▶ [TO-DO LIST]:
A - Answer these from the forum thread about December 11, 1941:
(i) In what year did Italy join the Anti-Comintern Pact?
(ii) Which pact, signed in 1940, essentially made the military aims of Germany and its two allies one?
(iii) How many dead does the opening post mention?
B - Summarize the forum thread about December 11, 1941 in three sentences.
C - Pick up the forum thread about December 11, 1941 after its last reply and continue it.

▶ [TEXT EXTRACT]:
# 11th of December 1941.....



## Lucky13 (Nov 17, 2013)

....and Adolf Hitler had _not_ declared war on the US, what then, what would have happend, what would Churchill do, would, could Franklin D. Roosevelt declare war on Germany, this perhaps being the miracle the Churchill have waited for, even with 2,400 dead, a couple of bad nights in London he might have said....
_Could_ Churchill, _would_ he had done something, to get US in on the war against Germany and perhaps not only against Japan?
What was the correspondence between these giants like, before 7th of December 1941?


----------



## mikewint (Nov 17, 2013)

The Axis grew out of the Anti-Comintern Pact, an anti-communist treaty signed by Germany and Japan in 1936, with Italy joining the Pact in 1937. Under the the Pact of Steel in 1939 this evolved into a military alliance. With the signing of the Tripartite Pact in 1940 the military aims of Germany and its two treaty-bound allies essentially became one.
Another one of those “what ifs”, but IMHO, after Pearl, war with Japan was a total certainty and that automatically involved Japan allies. So what Hitler did or did not do in declaring war against the US is/was a moot point.


----------



## N4521U (Nov 17, 2013)

That was my impression of the events as well.

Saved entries

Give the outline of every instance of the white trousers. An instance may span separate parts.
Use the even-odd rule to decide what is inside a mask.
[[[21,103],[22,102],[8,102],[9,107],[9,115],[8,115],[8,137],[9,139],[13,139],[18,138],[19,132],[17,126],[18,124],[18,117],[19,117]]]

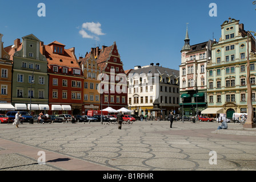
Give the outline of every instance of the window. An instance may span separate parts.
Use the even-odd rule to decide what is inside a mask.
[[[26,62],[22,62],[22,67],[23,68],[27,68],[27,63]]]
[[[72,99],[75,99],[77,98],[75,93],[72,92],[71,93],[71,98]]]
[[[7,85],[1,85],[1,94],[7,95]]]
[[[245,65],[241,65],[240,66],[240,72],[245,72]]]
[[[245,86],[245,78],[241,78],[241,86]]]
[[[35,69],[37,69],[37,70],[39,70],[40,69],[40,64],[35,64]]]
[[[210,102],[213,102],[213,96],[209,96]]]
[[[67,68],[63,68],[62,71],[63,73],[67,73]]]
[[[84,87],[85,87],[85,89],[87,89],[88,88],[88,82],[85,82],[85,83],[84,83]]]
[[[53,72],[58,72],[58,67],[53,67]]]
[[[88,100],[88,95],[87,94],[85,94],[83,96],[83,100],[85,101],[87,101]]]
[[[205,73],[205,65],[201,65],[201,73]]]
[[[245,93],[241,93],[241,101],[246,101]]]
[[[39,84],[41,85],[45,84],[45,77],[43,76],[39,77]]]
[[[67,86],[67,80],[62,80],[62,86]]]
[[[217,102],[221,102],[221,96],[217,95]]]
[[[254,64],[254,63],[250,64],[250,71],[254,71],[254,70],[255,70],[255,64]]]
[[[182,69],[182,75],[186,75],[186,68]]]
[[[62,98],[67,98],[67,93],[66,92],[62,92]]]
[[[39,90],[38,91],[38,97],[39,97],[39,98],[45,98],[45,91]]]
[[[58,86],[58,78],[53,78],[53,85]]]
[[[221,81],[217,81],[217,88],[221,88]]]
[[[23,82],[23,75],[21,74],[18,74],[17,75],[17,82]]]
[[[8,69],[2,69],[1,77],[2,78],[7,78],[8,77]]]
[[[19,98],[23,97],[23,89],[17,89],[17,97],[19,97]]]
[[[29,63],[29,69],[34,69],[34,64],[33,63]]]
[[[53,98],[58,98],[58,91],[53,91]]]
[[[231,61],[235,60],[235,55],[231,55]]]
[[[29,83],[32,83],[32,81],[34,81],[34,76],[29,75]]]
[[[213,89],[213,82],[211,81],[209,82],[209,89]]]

▶ [TASK-BY-TASK RESULTS]:
A -
(i) 1937
(ii) The Tripartite Pact
(iii) 2,400

B - The opening post asks what would have happened if Hitler had not declared war on the US, and whether Churchill could or would have done something to bring the US into the war against Germany. A reply traces the Axis from the 1936 Anti-Comintern Pact through the 1939 Pact of Steel to the 1940 Tripartite Pact and argues that after Pearl, war with Japan automatically involved Japan's allies, so Hitler's declaration was a moot point. A third poster says this matches their own impression of the events.

C -
Isn't this why the U.S. joined GB almost immediately?


----------



## pattle (Nov 18, 2013)

Hitler may have decided not to honour the pact with Japan, Hitler was after all a bit racist and the Japanese seem like an unusual bed follow for Arians. How predictable was it that the American's would choose the defeat Germany as their number one priority after the Pearl Harbour attack? If Japan had attacked only America and not the Commonwealth then the British would have needed to enter the war against Japan in order for the Americans to enter the war against Germany, this would have been a difficult thing for Britain to do.


----------



## pbehn (Nov 18, 2013)

I dont have any books here but I am sure I read that due to the time difference between UK and USA the British declared war on Japan first. The Japanese had also attacked Singapore Hong Kong and Malaya.

From the net (I is W S Churchill)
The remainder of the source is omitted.